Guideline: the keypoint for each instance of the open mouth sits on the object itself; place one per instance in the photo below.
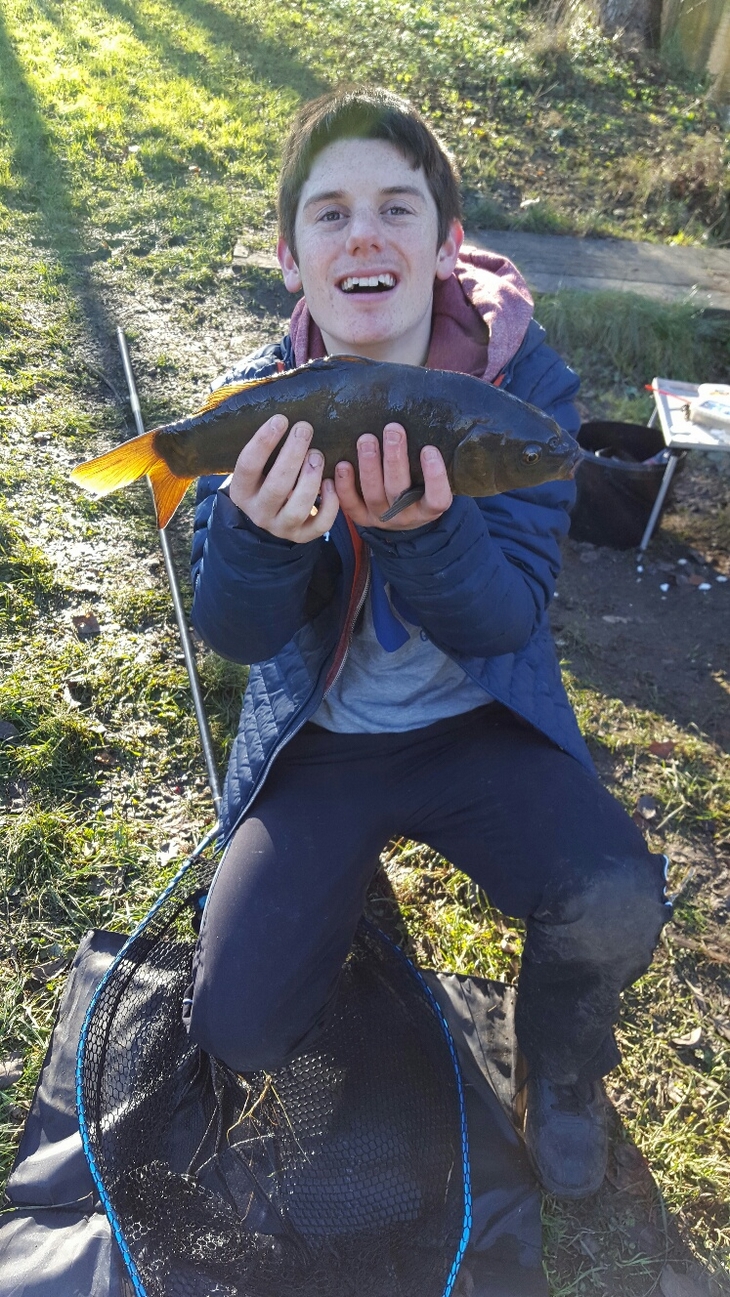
(381, 283)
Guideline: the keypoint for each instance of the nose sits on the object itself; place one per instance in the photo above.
(363, 232)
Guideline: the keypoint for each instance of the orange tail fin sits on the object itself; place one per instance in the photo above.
(123, 464)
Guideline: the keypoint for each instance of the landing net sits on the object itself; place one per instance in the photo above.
(344, 1174)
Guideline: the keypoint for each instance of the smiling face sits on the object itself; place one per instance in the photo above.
(367, 252)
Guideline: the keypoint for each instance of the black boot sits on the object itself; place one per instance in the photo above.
(567, 1135)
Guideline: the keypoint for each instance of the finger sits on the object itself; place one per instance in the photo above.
(282, 477)
(437, 488)
(396, 467)
(301, 501)
(327, 510)
(370, 467)
(250, 462)
(349, 496)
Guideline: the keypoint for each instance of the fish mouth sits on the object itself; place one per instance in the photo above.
(376, 282)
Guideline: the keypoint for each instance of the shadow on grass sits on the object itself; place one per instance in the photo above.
(271, 61)
(623, 1240)
(46, 187)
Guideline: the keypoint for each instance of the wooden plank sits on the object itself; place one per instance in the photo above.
(659, 271)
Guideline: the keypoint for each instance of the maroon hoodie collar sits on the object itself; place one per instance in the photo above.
(480, 317)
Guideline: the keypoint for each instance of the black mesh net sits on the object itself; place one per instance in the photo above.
(344, 1173)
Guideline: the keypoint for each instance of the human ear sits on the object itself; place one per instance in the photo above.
(289, 269)
(449, 250)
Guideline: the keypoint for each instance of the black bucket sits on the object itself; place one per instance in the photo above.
(617, 481)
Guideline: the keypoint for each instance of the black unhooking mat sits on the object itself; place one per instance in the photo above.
(208, 1164)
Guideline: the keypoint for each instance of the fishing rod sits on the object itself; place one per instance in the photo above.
(188, 653)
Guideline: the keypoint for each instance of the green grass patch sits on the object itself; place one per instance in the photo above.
(620, 341)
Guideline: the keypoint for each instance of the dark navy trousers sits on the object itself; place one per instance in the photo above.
(527, 822)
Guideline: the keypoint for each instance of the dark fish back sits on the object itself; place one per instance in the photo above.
(341, 398)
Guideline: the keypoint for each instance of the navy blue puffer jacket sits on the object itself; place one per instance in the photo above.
(480, 579)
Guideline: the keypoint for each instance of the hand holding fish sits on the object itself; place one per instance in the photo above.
(383, 480)
(282, 499)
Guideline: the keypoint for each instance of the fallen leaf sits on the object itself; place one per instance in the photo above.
(628, 1170)
(647, 807)
(11, 1070)
(687, 1042)
(43, 973)
(86, 625)
(663, 750)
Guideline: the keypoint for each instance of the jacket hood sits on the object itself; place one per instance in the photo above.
(480, 315)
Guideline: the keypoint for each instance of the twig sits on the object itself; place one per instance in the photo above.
(687, 943)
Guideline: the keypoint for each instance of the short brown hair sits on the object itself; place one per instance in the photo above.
(366, 113)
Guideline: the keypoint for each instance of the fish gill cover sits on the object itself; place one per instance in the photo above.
(344, 1173)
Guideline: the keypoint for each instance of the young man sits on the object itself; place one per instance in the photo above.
(405, 678)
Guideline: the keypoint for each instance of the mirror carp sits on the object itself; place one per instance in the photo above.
(490, 441)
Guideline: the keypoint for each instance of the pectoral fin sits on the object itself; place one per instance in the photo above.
(401, 502)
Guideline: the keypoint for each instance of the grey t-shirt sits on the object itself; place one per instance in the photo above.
(380, 691)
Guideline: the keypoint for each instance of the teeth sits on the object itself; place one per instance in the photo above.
(367, 282)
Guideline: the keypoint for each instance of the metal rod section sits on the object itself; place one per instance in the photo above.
(188, 653)
(665, 483)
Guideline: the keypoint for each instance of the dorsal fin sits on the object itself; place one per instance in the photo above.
(222, 394)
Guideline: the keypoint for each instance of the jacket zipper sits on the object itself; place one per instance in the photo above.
(348, 632)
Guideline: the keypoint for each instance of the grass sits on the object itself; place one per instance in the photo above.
(136, 143)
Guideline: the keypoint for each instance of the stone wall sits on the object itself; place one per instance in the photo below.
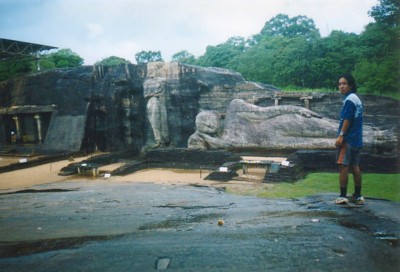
(112, 105)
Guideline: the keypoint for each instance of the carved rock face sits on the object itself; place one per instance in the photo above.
(207, 122)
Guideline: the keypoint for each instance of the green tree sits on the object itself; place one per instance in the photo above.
(222, 54)
(13, 67)
(113, 60)
(290, 27)
(65, 58)
(387, 12)
(148, 56)
(184, 57)
(378, 69)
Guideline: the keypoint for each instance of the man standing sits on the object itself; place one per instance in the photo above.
(349, 141)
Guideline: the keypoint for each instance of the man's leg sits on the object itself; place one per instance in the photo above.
(343, 179)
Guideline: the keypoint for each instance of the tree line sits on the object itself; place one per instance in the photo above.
(288, 52)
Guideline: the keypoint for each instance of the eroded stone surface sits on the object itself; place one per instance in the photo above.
(105, 226)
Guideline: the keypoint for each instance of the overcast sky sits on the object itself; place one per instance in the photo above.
(96, 29)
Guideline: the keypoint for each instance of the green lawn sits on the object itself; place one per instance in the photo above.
(386, 186)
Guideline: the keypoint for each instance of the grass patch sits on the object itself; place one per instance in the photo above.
(386, 186)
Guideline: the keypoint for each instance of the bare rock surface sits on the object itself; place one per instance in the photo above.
(105, 226)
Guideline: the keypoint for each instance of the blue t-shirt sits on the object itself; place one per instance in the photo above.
(353, 112)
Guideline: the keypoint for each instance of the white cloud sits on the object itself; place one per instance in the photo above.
(96, 29)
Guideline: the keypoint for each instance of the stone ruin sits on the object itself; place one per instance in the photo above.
(163, 105)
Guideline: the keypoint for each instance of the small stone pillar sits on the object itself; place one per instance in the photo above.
(306, 101)
(18, 127)
(276, 100)
(39, 126)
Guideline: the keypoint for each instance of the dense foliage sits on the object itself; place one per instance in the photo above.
(113, 60)
(290, 53)
(148, 56)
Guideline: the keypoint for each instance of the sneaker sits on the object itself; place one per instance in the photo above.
(357, 200)
(341, 200)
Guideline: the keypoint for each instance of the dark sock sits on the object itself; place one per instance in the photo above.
(343, 192)
(357, 191)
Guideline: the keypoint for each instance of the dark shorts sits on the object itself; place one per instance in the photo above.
(347, 155)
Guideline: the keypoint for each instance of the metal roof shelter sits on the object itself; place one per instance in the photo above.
(11, 48)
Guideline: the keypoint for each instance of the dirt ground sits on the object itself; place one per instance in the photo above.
----
Everything from the line with "Guideline: the keypoint for each instance of the overcast" through the last line of the material above should be echoed exactly, and nothing else.

Expected answer:
Guideline: the keypoint for each instance of the overcast sky sits on the object itself; place one per instance in the photo above.
(96, 29)
Guideline: the keypoint for each instance of the green lawn sits on the object itself; place one per instance in the photo above.
(386, 186)
Guideline: the keypoint for each instance of the grass patch sits on the object itself; place one per instance in the photo above.
(386, 186)
Guideline: the keypoint for each instance of the bare rock surface sits on the object itself; place one per instance in the photo above.
(105, 226)
Guideline: the keypoint for each instance of the blue t-shirt sits on the object itself; place one per instance in the photo above.
(353, 112)
Guideline: the keypoint for each instance of the white cloud sits on the object itself; place one per instance in the photo above.
(96, 29)
Guideline: the keypoint for each instance of the stone ruin sits on the object itself; place one per instance in the photo above.
(163, 105)
Guideline: the keypoint for each instance of the small stone pillar sits on the object itself; place one per instance in the photo above.
(306, 101)
(18, 127)
(276, 100)
(39, 126)
Guideline: the keypoint for each instance of the dense foliage sits on the object itself; place one per instance in the photo above.
(113, 60)
(290, 53)
(148, 56)
Guideline: the keypoint for each instance of the sneaker sits on the object itself; place one per instance in the photo above.
(357, 200)
(341, 200)
Guideline: the keypoint for each instance of the dark sock sits on the object itself; place one per instance in the photo above.
(343, 192)
(357, 191)
Guideline: the keypoint for each instance of the dark shorts sits on the object itself; place one per instance in the photo above.
(347, 155)
Guideline: the keypoint for each instance of the metal roof shelter sits on the object itself; place one per instance in the photo above.
(11, 48)
Guideline: the keypoint for each instance of the dirt ground sits on the object itself; place one per instance in the photo above.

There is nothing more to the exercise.